* Instruction
Rewrite every one of the rows below, replacing "pick out" with "mark" and keeping everything else the same. Leave the pictures out of your answer.

╭──

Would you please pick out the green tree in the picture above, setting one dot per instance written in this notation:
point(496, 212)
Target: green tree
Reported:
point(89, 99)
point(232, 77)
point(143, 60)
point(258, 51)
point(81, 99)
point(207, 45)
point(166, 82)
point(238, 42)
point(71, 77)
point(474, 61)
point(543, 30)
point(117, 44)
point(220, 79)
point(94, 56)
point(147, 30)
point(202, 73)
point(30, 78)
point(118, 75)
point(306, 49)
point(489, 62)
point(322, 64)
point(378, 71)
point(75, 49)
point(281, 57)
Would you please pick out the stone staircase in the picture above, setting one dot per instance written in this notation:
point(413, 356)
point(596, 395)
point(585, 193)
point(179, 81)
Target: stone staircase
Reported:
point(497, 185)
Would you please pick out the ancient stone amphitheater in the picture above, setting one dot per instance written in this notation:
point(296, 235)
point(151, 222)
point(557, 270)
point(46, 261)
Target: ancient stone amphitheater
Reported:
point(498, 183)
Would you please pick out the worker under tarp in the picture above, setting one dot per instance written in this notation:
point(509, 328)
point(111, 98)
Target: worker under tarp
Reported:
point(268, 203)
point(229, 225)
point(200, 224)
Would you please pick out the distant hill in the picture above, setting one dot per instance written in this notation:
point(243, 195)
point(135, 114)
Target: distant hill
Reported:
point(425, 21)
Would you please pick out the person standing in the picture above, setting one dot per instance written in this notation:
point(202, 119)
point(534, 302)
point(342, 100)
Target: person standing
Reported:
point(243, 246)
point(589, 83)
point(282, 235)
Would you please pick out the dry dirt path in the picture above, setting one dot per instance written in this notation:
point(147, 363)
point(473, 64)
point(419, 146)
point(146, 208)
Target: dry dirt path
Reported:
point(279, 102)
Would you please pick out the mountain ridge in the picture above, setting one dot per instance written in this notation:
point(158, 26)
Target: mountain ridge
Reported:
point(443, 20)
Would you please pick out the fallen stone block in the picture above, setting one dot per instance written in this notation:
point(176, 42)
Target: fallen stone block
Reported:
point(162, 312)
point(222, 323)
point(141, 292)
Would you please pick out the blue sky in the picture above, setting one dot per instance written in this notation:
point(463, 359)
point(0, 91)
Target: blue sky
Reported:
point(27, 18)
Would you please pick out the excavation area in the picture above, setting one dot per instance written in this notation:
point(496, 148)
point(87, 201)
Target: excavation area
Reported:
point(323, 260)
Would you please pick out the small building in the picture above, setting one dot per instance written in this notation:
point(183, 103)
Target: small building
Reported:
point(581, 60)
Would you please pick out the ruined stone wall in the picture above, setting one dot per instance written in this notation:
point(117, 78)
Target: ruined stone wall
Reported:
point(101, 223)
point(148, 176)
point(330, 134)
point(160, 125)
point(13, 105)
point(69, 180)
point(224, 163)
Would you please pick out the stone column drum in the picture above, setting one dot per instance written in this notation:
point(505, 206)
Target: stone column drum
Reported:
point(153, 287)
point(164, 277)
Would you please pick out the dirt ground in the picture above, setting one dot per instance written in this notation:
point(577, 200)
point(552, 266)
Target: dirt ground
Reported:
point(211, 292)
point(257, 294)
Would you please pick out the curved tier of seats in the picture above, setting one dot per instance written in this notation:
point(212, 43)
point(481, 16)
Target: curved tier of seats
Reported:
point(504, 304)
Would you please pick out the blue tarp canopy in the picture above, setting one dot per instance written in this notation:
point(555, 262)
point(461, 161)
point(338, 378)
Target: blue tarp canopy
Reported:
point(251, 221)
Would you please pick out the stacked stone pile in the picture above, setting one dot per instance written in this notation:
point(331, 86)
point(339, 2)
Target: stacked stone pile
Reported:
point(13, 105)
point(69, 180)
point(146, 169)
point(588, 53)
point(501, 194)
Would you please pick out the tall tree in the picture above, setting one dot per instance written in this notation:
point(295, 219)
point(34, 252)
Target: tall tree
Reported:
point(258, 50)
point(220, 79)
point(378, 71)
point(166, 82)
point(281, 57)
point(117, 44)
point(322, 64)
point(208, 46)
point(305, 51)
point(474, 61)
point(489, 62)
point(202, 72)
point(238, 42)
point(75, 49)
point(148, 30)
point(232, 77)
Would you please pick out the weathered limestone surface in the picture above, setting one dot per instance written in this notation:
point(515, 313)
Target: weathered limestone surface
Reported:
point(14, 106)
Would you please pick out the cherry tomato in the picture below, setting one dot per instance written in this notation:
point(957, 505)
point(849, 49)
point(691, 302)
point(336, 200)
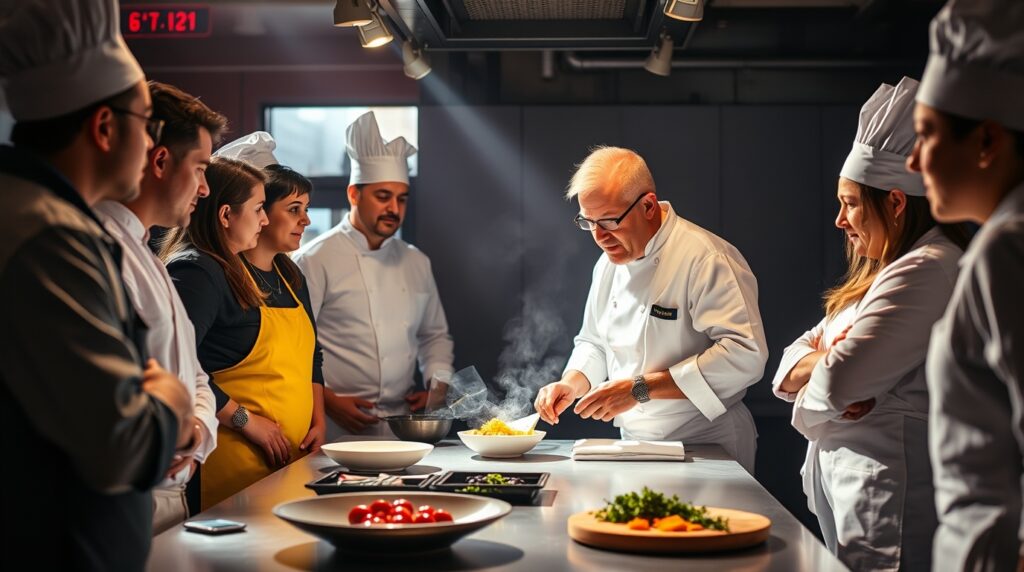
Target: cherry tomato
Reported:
point(401, 518)
point(441, 515)
point(403, 503)
point(380, 506)
point(358, 514)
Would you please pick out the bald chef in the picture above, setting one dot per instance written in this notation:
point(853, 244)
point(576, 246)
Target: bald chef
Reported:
point(374, 295)
point(672, 336)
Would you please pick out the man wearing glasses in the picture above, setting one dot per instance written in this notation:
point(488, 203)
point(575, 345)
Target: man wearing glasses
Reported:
point(672, 336)
point(90, 424)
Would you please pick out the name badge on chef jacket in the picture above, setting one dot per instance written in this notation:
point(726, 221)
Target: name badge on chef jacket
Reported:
point(664, 313)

╰──

* Answer below
Would you please mark the green tree in the picture above, setting one dot per instance written in this notation:
point(496, 212)
Target: green tree
Reported:
point(89, 99)
point(232, 77)
point(143, 60)
point(258, 51)
point(81, 99)
point(207, 45)
point(166, 82)
point(238, 42)
point(71, 77)
point(474, 61)
point(543, 30)
point(117, 44)
point(220, 79)
point(94, 56)
point(147, 30)
point(202, 73)
point(30, 78)
point(118, 75)
point(306, 49)
point(489, 62)
point(322, 64)
point(378, 71)
point(75, 49)
point(281, 57)
Would you please mark the stone staircase in the picture above, setting one dot per instance written in this notation:
point(413, 356)
point(596, 395)
point(585, 193)
point(179, 81)
Target: stone staircase
Reported:
point(497, 185)
Would you please mark the ancient stone amphitheater in the picture above, setting one dot per instance written in this notation:
point(296, 235)
point(151, 222)
point(557, 270)
point(46, 261)
Target: ancient stone amphitheater
Reported:
point(498, 183)
Would you please mark the worker under tarp in the picture above, setting one dot per instance written in this notation:
point(509, 328)
point(111, 98)
Target: worker under tarp
Reported:
point(268, 203)
point(229, 225)
point(200, 224)
Would you please mark the distant hill in the picture above, setting one dot per instance written in this notation:
point(243, 195)
point(135, 114)
Target: distant hill
Reported:
point(425, 21)
Would you please mark the person standing in the picture above, setting one dot per instance written in this notation:
point(202, 119)
point(534, 302)
point(342, 100)
Target: person standing
Reported:
point(243, 246)
point(589, 83)
point(282, 235)
Would you please mark the dry dirt path in the picture above, setting one dot per instance written in this notation:
point(147, 363)
point(473, 64)
point(419, 146)
point(146, 208)
Target: dry dirt path
Reported:
point(279, 102)
Would you please mark the mountain ridge in the picture above, setting one dot per instance written in this notation:
point(158, 26)
Target: mountain ridge
Reported:
point(443, 20)
Would you please mark the fallen stone block in the picture above, setting one dot per instance written in this notation:
point(176, 42)
Target: fallen stone block
Reported:
point(162, 312)
point(222, 323)
point(141, 292)
Would you please mark the blue sky in the picture above, setting one dot per instance written in this notation:
point(463, 359)
point(0, 91)
Target: blue sky
Reported:
point(27, 18)
Would you please mark the excavation area in the picture above, setting one dot per instance written in this notation:
point(496, 148)
point(87, 201)
Target: excavation area
Reported:
point(323, 260)
Would you please mark the small building in the picture above, setting one dot per instance written in this notation:
point(183, 103)
Target: small building
Reported:
point(581, 60)
Would you please mark the ruined stone wall in the picture above, setting one dot per instance written in this notation:
point(117, 78)
Target: ruined stone wall
Reported:
point(101, 223)
point(148, 176)
point(330, 134)
point(160, 125)
point(13, 105)
point(69, 180)
point(224, 163)
Would you please mark the stone column drum in the picture above, setting one dot per instance written in this notation:
point(505, 206)
Target: stone column drum
Reported:
point(153, 287)
point(164, 277)
Would you please mark the dirt ground in the picture above, setting one dot per instance written in this notation:
point(577, 200)
point(552, 266)
Target: dirt ground
Reported:
point(211, 292)
point(257, 294)
Would you please mark the curved tier of seats in the picture above, setting one dot per instance written in this notation:
point(212, 43)
point(481, 16)
Target: curved tier of seats
Reported:
point(504, 304)
Would you please mark the blue tarp canopy in the picture above, setting one dot per instance written in this notation:
point(555, 262)
point(461, 161)
point(338, 378)
Target: blue tarp canopy
Reported:
point(251, 221)
Would you please mark the stacked stone pile in the picture above, setting one dot per instance written in this notation:
point(331, 86)
point(339, 2)
Target: stacked stone pile
Reported:
point(13, 105)
point(69, 180)
point(146, 169)
point(588, 53)
point(501, 194)
Would you please mark the tall tree in the picture above, setting one dot per instance written in this notation:
point(295, 219)
point(34, 252)
Target: tall tree
Reported:
point(258, 50)
point(220, 79)
point(378, 71)
point(166, 82)
point(281, 57)
point(117, 44)
point(322, 64)
point(208, 46)
point(305, 51)
point(474, 61)
point(489, 62)
point(202, 72)
point(238, 42)
point(75, 49)
point(148, 30)
point(232, 77)
Would you please mark the weathered limestone surface in the picture above, setting one dot per instance written in this notation:
point(515, 313)
Target: weathered limestone surface
Reported:
point(14, 106)
Would you please mark the cherry tomato in the picture below, setting one dot per instance written in this notation:
point(957, 505)
point(849, 49)
point(691, 302)
point(336, 200)
Target: cherry tomato
Reported:
point(401, 518)
point(441, 515)
point(403, 503)
point(380, 506)
point(358, 514)
Would you please mark the bald chef in the picture above, setting one dot per instance written in this notation:
point(853, 244)
point(576, 246)
Target: bald chef
Reported:
point(374, 295)
point(672, 336)
Would you please mark the man wearing glasses in the picture above, setting one dot per instance written in this notation:
point(488, 203)
point(575, 345)
Target: man wearing glasses
Reported:
point(672, 336)
point(90, 424)
Would you please mark the name badge on chef jacket in the picture above, setting one dot per instance written in this notation:
point(726, 221)
Target: name badge on chef jacket
Reported:
point(664, 313)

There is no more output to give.